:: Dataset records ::
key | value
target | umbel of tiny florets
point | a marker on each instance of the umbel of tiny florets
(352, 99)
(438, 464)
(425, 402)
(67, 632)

:: Written request ::
Please output all of these records as a two-column CSV with the header request,answer and one row per request. Quote each field and replace any line breaks with spaces.

:: Full answer ::
request,answer
"key | value target | umbel of tiny florets point | a marker on each instance of the umbel of tiny florets","(352, 99) (438, 464) (425, 402) (67, 632)"